What is needed is an exact copy of the lines from the start of the records below through the line with "x=982, y=619", without the pictures.

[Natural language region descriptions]
- Opening Delimiter -

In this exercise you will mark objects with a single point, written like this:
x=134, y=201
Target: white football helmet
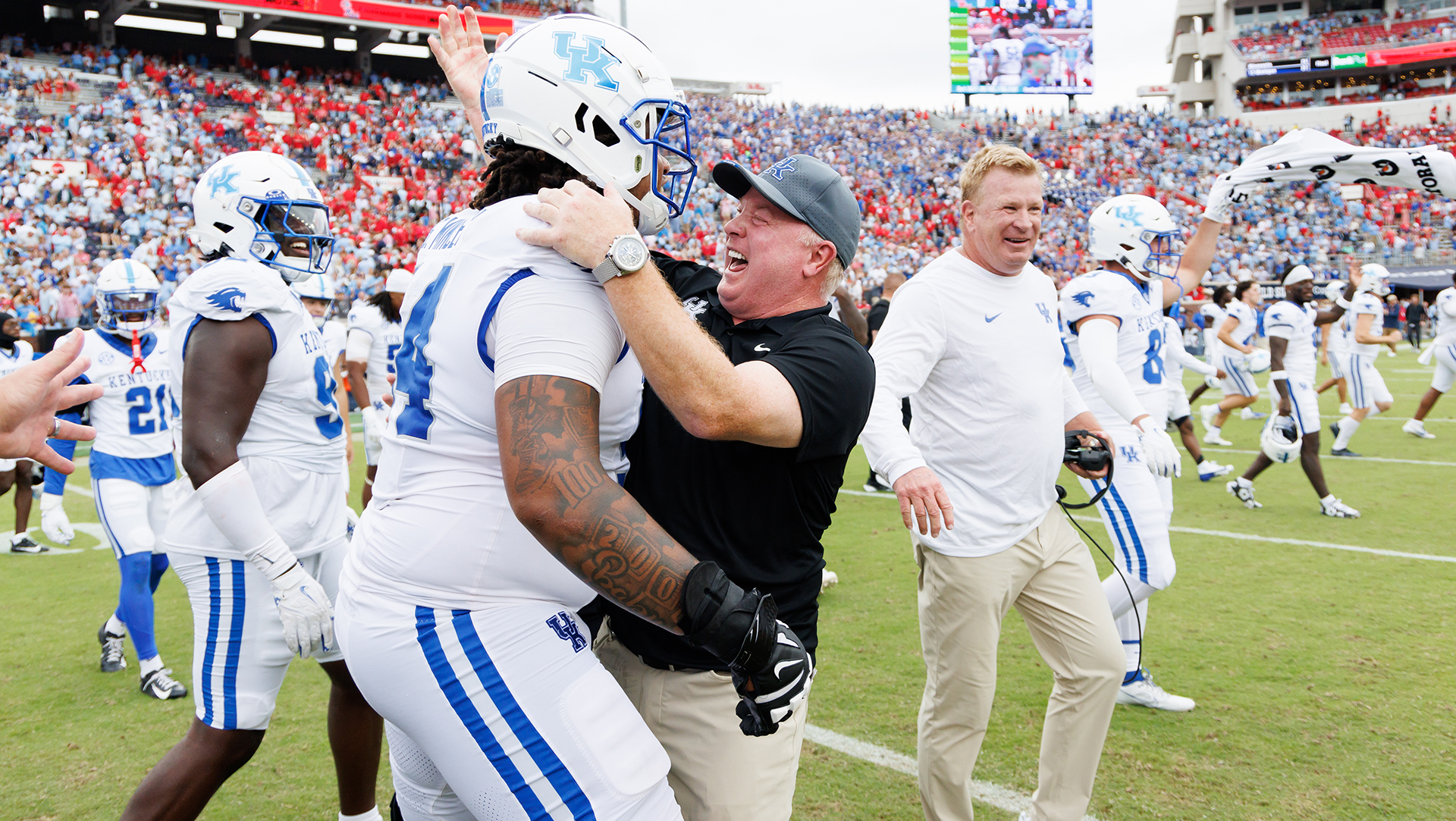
x=1280, y=440
x=593, y=95
x=1258, y=362
x=127, y=297
x=1373, y=280
x=1136, y=232
x=316, y=287
x=264, y=207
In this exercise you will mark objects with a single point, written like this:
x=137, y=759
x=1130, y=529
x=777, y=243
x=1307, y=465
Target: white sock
x=1347, y=428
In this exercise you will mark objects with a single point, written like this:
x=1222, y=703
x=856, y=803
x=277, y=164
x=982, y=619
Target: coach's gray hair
x=835, y=274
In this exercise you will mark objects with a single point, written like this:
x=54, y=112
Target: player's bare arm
x=557, y=487
x=710, y=396
x=226, y=371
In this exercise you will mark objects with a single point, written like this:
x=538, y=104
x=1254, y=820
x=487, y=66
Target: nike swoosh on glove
x=1158, y=449
x=308, y=618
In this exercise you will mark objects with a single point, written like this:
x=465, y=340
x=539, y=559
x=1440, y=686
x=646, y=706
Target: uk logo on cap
x=783, y=168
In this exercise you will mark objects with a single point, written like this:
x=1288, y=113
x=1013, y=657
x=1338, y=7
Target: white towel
x=1310, y=155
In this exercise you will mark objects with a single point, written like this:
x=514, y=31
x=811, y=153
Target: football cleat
x=1417, y=428
x=159, y=685
x=22, y=544
x=1210, y=469
x=1337, y=509
x=112, y=656
x=1144, y=693
x=1242, y=491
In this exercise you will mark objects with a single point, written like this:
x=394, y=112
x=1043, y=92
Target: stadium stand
x=102, y=165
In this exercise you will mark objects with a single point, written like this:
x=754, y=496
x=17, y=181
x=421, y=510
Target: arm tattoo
x=549, y=453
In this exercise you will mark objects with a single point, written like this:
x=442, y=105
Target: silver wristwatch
x=626, y=255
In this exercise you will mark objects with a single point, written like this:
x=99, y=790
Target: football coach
x=974, y=343
x=755, y=398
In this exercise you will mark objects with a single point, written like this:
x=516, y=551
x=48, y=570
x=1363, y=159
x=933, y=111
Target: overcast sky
x=862, y=53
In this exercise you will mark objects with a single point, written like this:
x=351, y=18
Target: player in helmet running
x=17, y=353
x=1237, y=348
x=498, y=511
x=258, y=530
x=1117, y=338
x=1443, y=349
x=131, y=466
x=375, y=338
x=1367, y=390
x=1292, y=327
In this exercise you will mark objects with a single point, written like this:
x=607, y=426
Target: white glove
x=55, y=523
x=373, y=427
x=1158, y=449
x=308, y=618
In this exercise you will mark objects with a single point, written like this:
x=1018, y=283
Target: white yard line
x=986, y=792
x=1247, y=536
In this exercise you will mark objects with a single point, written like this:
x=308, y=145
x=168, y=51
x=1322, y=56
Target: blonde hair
x=995, y=156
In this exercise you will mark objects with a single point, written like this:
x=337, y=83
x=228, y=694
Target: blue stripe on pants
x=471, y=716
x=546, y=760
x=1131, y=531
x=235, y=648
x=215, y=599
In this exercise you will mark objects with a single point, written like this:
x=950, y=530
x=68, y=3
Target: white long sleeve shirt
x=981, y=359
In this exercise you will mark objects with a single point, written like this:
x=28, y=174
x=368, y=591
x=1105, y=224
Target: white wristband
x=231, y=503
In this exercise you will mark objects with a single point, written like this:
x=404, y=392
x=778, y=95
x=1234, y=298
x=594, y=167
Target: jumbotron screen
x=1021, y=47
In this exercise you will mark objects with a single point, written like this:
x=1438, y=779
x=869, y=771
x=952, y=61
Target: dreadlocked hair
x=520, y=171
x=386, y=306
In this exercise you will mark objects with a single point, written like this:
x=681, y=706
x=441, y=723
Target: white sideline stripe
x=1248, y=536
x=986, y=792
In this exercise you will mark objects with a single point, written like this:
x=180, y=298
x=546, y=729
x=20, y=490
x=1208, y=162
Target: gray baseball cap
x=808, y=191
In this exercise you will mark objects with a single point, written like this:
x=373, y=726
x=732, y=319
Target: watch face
x=629, y=254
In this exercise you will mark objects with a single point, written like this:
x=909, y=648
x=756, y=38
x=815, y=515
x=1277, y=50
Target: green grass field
x=1324, y=677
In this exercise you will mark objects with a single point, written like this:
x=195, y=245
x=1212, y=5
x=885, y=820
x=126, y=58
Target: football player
x=1237, y=346
x=1367, y=390
x=1116, y=318
x=1292, y=328
x=131, y=466
x=497, y=514
x=1443, y=349
x=17, y=472
x=375, y=338
x=258, y=530
x=1177, y=359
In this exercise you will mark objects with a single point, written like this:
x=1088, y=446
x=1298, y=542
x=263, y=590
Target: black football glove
x=764, y=653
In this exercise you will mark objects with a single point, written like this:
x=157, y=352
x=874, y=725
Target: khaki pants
x=1050, y=578
x=718, y=773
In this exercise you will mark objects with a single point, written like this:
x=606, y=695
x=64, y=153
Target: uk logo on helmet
x=228, y=299
x=584, y=60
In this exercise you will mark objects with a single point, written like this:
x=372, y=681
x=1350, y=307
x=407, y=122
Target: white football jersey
x=1366, y=303
x=1443, y=310
x=17, y=357
x=1141, y=337
x=484, y=309
x=384, y=340
x=296, y=430
x=1248, y=324
x=1294, y=324
x=133, y=417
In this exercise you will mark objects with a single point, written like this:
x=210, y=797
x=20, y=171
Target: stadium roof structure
x=1289, y=83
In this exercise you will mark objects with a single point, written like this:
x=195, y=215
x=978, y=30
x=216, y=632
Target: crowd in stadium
x=395, y=159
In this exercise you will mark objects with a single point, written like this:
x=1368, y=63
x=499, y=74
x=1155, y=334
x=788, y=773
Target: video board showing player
x=1021, y=47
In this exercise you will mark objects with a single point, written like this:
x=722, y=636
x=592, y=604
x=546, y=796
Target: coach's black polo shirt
x=758, y=511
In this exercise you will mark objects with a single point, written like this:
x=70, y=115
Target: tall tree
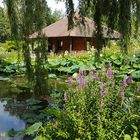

- Closing Delimiter -

Exercise output:
In this exercise you will mark objects with a single point, written like this:
x=134, y=201
Target: white football helmet
x=1280, y=440
x=593, y=95
x=1258, y=362
x=127, y=297
x=1373, y=280
x=1136, y=232
x=316, y=287
x=264, y=207
In this exercise you will mark objects with a single point, written like this:
x=137, y=759
x=1130, y=529
x=777, y=243
x=1307, y=465
Target: white sock
x=1347, y=428
In this exercise you will mark objects with a single point, written like this:
x=1222, y=703
x=856, y=803
x=277, y=164
x=982, y=619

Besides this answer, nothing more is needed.